Exercise brief: Rewrite the data that follows as a Markdown table with one row per non-blank line, putting the row number in a column headed No. and the line itself in a column headed Line.

Material for this task:
%%

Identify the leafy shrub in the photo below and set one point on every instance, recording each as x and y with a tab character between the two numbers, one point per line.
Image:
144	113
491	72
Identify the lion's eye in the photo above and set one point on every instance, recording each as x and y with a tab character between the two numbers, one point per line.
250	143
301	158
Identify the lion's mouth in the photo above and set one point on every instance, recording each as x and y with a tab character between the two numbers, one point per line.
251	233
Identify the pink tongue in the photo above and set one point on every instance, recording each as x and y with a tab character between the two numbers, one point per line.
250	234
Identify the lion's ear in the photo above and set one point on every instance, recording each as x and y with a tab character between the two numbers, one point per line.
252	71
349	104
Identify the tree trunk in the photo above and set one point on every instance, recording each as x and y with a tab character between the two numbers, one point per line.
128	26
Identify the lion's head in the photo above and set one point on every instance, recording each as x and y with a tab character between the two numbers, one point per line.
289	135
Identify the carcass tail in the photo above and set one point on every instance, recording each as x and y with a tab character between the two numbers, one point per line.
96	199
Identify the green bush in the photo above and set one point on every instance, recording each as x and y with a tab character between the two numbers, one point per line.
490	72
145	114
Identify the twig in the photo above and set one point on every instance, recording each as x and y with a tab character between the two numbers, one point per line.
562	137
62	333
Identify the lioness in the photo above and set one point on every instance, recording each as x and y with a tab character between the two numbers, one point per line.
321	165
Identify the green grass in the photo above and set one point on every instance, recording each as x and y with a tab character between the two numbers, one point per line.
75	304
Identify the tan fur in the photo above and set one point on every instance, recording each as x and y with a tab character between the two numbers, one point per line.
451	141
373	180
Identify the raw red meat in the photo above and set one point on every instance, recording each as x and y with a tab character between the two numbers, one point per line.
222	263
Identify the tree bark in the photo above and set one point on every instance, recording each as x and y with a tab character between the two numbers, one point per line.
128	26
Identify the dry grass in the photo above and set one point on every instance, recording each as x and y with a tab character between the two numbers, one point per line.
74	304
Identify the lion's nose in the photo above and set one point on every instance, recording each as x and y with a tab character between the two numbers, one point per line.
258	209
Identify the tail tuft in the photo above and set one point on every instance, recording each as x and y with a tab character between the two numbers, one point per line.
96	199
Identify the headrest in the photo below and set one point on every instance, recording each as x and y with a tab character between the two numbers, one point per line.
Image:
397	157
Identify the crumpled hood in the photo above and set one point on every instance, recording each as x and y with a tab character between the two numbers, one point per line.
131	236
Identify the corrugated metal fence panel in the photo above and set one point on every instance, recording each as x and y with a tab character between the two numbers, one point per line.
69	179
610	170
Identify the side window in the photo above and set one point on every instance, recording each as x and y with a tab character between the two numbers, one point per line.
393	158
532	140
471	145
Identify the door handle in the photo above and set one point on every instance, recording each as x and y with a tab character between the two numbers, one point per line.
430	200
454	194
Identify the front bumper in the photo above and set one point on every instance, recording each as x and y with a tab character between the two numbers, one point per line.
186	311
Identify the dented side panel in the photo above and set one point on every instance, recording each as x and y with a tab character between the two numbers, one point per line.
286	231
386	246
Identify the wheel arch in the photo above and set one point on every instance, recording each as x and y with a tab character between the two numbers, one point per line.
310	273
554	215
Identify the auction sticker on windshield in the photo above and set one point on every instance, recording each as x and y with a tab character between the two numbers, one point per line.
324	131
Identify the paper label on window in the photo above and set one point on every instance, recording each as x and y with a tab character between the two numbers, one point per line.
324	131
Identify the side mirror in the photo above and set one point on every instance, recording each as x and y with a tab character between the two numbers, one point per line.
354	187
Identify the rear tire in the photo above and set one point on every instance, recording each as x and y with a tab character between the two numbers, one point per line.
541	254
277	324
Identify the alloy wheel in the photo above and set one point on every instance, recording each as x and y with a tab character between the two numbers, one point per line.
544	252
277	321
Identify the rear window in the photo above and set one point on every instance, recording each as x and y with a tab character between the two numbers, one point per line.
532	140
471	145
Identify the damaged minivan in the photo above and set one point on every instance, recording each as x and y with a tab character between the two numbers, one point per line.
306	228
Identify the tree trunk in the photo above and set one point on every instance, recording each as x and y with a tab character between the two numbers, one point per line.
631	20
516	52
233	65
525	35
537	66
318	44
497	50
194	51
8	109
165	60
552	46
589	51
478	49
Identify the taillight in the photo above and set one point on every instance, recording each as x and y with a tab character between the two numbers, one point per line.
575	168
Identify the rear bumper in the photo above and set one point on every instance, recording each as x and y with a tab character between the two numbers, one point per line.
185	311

%%

Solution to the problem:
| No. | Line |
|---|---|
| 1 | Identify the leafy shrub in the photo below and set one point on every instance, recording each as x and y with a tab character between the two numbers, one point per line. |
| 2 | Image: |
| 3 | 144	113 |
| 4 | 491	72 |
| 5 | Identify the lion's eye in the photo above and set one point on every instance, recording each as x and y with a tab character between the two numbers, one point per line. |
| 6 | 250	143 |
| 7 | 301	158 |
| 8 | Identify the lion's mouth in the photo above and set one point on every instance, recording each as x and y with a tab character between the two numbers, one point per line. |
| 9 | 251	233 |
| 10 | Identify the pink tongue in the photo above and set one point on every instance, recording each as x and y with a tab character between the two numbers, one point per line. |
| 11 | 250	234 |
| 12 | Identify the lion's ear in the photo above and set one point on every instance, recording each as x and y with a tab character between the two numbers, one point per line. |
| 13 | 252	71 |
| 14 | 349	104 |
| 15 | Identify the tree trunk in the photo above and set one point on every instance, recording each as x and y with a tab character between the two numbers, one point per line. |
| 16 | 128	26 |
| 17 | Identify the lion's head in the photo above and set one point on every instance, recording each as x and y with a tab character between the two numbers, one point per line. |
| 18 | 289	135 |
| 19 | Identify the carcass tail in the photo above and set one point on every instance, recording each as x and y with a tab character between the two numbers, one point per line. |
| 20 | 96	199 |
| 21 | Identify the green bush in the photo above and set one point on every instance, recording each as x and y with a tab character between the two numbers, one point per line. |
| 22 | 490	72 |
| 23 | 145	114 |
| 24 | Identify the twig in the photo above and set one point on every instance, recording each as x and y with a tab character between the two numbers, one point per line. |
| 25 | 562	137 |
| 26 | 62	333 |
| 27 | Identify the lioness in the photo above and set one point on every instance, recording each as x and y with a tab character between the two numbers, one point per line. |
| 28 | 321	165 |
| 29 | Identify the green grass in the photo above and set one point on every instance, recording each as x and y with a tab character between the two numbers, one point per line. |
| 30 | 75	304 |
| 31 | Identify the tan fur in the photo above and set one point on every instance, recording each as x and y with a tab character between the two numbers, one point per line. |
| 32 | 451	141 |
| 33 | 373	180 |
| 34 | Identify the raw red meat in the photo above and set one point on every instance, recording each as x and y with a tab character between the two numbers, one point per line. |
| 35 | 222	263 |
| 36 | Identify the tree bark in the photo above and set one point on every instance, recording each as x and y with a tab character between the two numbers, one point per line. |
| 37 | 128	26 |
| 38 | Identify the dry grass in the photo above and set one point on every instance, recording each as x and y with a tab character between the two numbers, one point per line. |
| 39 | 74	304 |
| 40 | Identify the lion's nose in the photo above and set one point on every instance, recording each as x and y with a tab character between the two numbers, one point per line. |
| 41 | 258	209 |
| 42 | Identify the tail tuft in the photo above and set one point on every instance, recording each as x and y with a tab character between the two numbers, one point per line. |
| 43 | 96	199 |
| 44 | Identify the headrest in the photo below and set one point on every instance, recording each as x and y with a tab character between the two numbers, one point per line. |
| 45 | Image: |
| 46 | 397	157 |
| 47 | Identify the crumpled hood in the photo above and set one point on every instance, recording each as x and y with a tab character between the two numbers, one point per line. |
| 48 | 131	236 |
| 49 | Identify the corrugated metal fence panel in the photo above and set one point on every instance, recording each as x and y with a tab character between the two numbers, one point per line. |
| 50 | 69	179 |
| 51 | 610	170 |
| 52 | Identify the side window in the photo above and set one point on every instance, recording each as x and y with a tab character between the two numbers, one point per line. |
| 53 | 393	158 |
| 54 | 532	140 |
| 55 | 471	145 |
| 56 | Identify the door handle in the photo above and set one point on every instance, recording each as x and y with a tab character between the two numbers, one point per line. |
| 57 | 430	200 |
| 58 | 454	194 |
| 59 | Identify the front bumper in the photo above and set one point on every instance, recording each as x and y with a tab character between the two numbers, one point per line. |
| 60 | 186	311 |
| 61 | Identify the dented side panel in the photo above and set one point on every instance, recording each as x and y with a tab character between the two numbers, one point per line. |
| 62 | 286	231 |
| 63 | 386	246 |
| 64 | Identify the wheel arch in the photo above and set one point on every instance, recording each as x and y with a tab character between the two numbers, one point per line. |
| 65 | 310	273 |
| 66 | 554	215 |
| 67 | Identify the auction sticker on windshield in the photo above and set one point on every instance, recording each as x and y with a tab character between the two numbers, one point per line. |
| 68 | 324	131 |
| 69 | Identify the paper label on window in the photo above and set one point on every instance, recording each as x and y with a tab character between the two numbers, one point per line. |
| 70 | 324	131 |
| 71 | Identify the side mirror in the photo above and set one point on every instance, recording each as x and y with a tab character between the two numbers, one point per line. |
| 72 | 354	187 |
| 73 | Identify the rear tire in the photo above and set one point on every instance, recording each as x and y with a tab character between the two numbers, one point per line. |
| 74 | 541	254 |
| 75 | 277	324 |
| 76 | Identify the alloy wheel in the photo above and set one point on every instance, recording each as x and y with a tab character between the two numbers, one point per line. |
| 77 | 544	252 |
| 78 | 277	321 |
| 79 | Identify the rear window in the photo above and set one point on every instance, recording each as x and y with a tab character between the two numbers, one point per line. |
| 80 | 532	140 |
| 81 | 471	145 |
| 82 | Identify the damaged minivan in the photo above and set one point on every instance, recording each as x and y with a tab character between the two numbers, one point per line. |
| 83 | 306	228 |
| 84 | Identify the tree trunk in the photo above and set one point on every instance, recording each as x and y with a tab character between the two numbers, one point per line. |
| 85 | 631	20 |
| 86 | 516	52 |
| 87 | 233	65 |
| 88 | 525	35 |
| 89 | 537	66 |
| 90 | 318	44 |
| 91 | 497	50 |
| 92 | 194	51 |
| 93 | 8	109 |
| 94 | 165	60 |
| 95 | 552	46 |
| 96 | 589	51 |
| 97 | 478	49 |
| 98 | Identify the taillight in the photo above and set one point on every instance, recording each as x and y with a tab character between the two numbers, one point per line. |
| 99 | 575	168 |
| 100 | Identify the rear bumper in the photo above and set one point on every instance, recording each as x and y with a tab character between the two numbers, one point per line. |
| 101 | 185	311 |